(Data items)
+===+

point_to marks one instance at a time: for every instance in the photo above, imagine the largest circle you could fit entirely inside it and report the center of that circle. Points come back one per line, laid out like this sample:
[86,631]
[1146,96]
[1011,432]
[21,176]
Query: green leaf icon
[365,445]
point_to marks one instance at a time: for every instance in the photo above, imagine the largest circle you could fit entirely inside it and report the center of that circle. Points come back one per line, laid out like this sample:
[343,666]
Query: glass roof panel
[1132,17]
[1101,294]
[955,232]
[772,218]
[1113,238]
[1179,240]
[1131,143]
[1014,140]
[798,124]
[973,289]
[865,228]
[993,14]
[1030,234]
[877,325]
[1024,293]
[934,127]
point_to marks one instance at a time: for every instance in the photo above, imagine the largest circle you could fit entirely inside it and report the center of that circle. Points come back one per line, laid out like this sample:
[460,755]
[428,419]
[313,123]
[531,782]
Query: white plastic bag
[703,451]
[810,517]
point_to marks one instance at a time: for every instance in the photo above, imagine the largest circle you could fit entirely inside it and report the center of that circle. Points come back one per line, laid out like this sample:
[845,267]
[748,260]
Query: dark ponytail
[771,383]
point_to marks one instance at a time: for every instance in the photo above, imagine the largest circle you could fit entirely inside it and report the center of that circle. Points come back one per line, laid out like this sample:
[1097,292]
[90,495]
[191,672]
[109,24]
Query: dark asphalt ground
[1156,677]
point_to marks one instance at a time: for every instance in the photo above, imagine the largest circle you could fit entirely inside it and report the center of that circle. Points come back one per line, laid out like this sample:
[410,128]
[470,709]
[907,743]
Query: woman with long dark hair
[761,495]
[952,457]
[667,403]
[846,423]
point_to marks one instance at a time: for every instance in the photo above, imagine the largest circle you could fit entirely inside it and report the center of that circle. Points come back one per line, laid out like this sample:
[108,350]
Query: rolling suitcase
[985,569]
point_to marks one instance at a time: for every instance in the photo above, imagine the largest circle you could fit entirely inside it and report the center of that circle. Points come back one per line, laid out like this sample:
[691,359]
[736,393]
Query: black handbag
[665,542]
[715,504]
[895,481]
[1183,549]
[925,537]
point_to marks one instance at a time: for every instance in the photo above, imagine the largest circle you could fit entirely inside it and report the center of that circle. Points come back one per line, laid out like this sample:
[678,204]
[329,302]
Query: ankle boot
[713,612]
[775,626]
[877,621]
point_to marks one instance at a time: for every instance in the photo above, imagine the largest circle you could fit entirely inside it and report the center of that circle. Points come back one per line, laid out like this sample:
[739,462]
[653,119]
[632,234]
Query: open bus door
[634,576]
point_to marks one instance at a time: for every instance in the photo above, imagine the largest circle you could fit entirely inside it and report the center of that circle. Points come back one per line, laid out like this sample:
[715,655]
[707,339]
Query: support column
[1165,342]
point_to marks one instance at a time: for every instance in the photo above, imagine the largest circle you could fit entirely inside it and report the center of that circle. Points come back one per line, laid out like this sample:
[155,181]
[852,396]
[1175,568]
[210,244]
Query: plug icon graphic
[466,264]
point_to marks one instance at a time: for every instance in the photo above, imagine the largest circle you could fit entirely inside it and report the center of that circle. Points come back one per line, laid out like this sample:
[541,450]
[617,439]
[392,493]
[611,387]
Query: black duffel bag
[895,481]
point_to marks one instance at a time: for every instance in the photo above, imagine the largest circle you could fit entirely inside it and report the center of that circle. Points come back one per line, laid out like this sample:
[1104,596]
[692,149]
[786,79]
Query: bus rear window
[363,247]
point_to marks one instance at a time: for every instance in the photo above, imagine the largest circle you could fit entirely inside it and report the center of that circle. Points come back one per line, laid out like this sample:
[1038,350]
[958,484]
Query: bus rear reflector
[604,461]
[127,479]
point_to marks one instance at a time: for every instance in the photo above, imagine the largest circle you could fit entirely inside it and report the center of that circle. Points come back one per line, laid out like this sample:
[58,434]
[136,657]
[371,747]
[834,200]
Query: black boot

+===+

» Task requirements
Return all of the data word for word.

» Result
point_to marks one instance at a time: for every instance in the photo above, imagine the largest circle you could fit entirely inside it and report the center of that circle. Points come back one per line, laid out like this sample:
[86,631]
[1146,96]
[1011,432]
[21,176]
Query: green leaf icon
[365,445]
point_to marks one instance at a time: for every instance in the photo above, imagine the largest circle you could fit entirely inside it and report the center of that circle. Points come back one per line, laid out like this sample:
[343,666]
Query: glass roof panel
[1132,17]
[1101,294]
[955,232]
[772,218]
[1113,238]
[1179,240]
[1131,143]
[1014,140]
[798,124]
[973,289]
[865,228]
[993,14]
[1030,234]
[877,325]
[1024,293]
[934,127]
point_to marks one instance at a time: for every instance in the photo above, imagine the largest circle you could fit entirely inside it and report the center of that circle. Points come back one per line, laid out like this sample:
[460,755]
[428,419]
[313,123]
[531,782]
Query: white plastic bag
[703,451]
[810,517]
point_to marks one instance at a time: for every instance in the photo above, imagine the largest circle you could fit entirely inside it and report the center of that circle. Points come back one per line, laid out like this sample:
[845,267]
[748,260]
Query: dark ponytail
[771,383]
point_to marks one instance at a time: for every instance in the photo above, imagine the largest circle you could fit entirely inside it and report the center of that circle. Points come back one per line, laid out like this sample:
[1097,292]
[90,495]
[191,672]
[109,24]
Query: dark asphalt ground
[1156,677]
point_to marks one instance at a time: for every instance in the photo above, imagine the largest circle you could fit entirely inside it and report the center of that circle. Points come back one per line, laid out like this sample:
[410,128]
[470,709]
[907,743]
Query: woman with long dark hair
[761,495]
[952,457]
[667,403]
[846,423]
point_to marks one instance at a time: for every instance in the photo above, imagine the largest circle you could fit entirely inside it and report the center of that circle. Points come back one per line, laid out like this sample:
[108,350]
Query: rolling suitcase
[985,569]
point_to marks one instance at a time: for every instance in the photo above, imagine the largest circle you could fit entirely inside it and report the center of that circle. Points come back one per line, laid out like this sample:
[691,359]
[736,393]
Query: black handbag
[665,542]
[715,504]
[895,481]
[1183,549]
[925,537]
point_to marks one instance at a time: for every instance in the photo above, imagine the largest circle you could fit entirely inside it and report the center of that circle. Points come back one per line, laid out like this sample:
[678,204]
[329,302]
Query: ankle boot
[713,612]
[775,626]
[877,621]
point_to marks one instance at a time: for every instance in the photo above, imagine the largest circle you could fit entirely inside it and report the center of that circle. Points come back one per line, laid out like this sample:
[739,462]
[653,119]
[632,234]
Query: open bus door
[634,576]
point_to marks one instance at a time: for every instance in the photo above, imagine the largest circle you could fit entirely inside it and report the center of that circle. Points come back one per line, laid out like this sample:
[715,655]
[707,339]
Query: support column
[1165,342]
point_to marks one instance at a time: for every instance in the photo above, imagine the largest circle you could fit entirely inside it and report the center of that circle. Points come back one per line, laid out like this sample:
[155,181]
[852,396]
[1175,568]
[210,244]
Query: plug icon graphic
[466,264]
point_to marks one instance at a time: for every instance in the photo above, imagine the largest circle you could fit entirely inside it and report the center of that circle. Points come back one per line, laid out like this sample:
[541,450]
[617,439]
[392,493]
[611,387]
Query: black duffel bag
[895,481]
point_to marks one instance at a time: for every instance in the photo above, imagine the largest circle you could fit entirely inside it and report the center of that circle. Points come back one per line, laid out like this sample:
[1104,596]
[692,149]
[786,79]
Query: bus rear window
[363,247]
point_to marks one instance at a time: for every instance in the photo above, imagine the largest circle you could fit entirely inside it and report the center of that circle. Points come back one per line, laid out like this sample:
[1038,350]
[958,484]
Query: bus rear reflector
[604,461]
[127,479]
point_to marks one instance at a time: for every instance in the photo above, imagine the largest circle you could fit entirely inside it and report the center of that circle. Points come back one per line, laid out like this sample:
[58,434]
[136,657]
[371,747]
[834,200]
Query: black boot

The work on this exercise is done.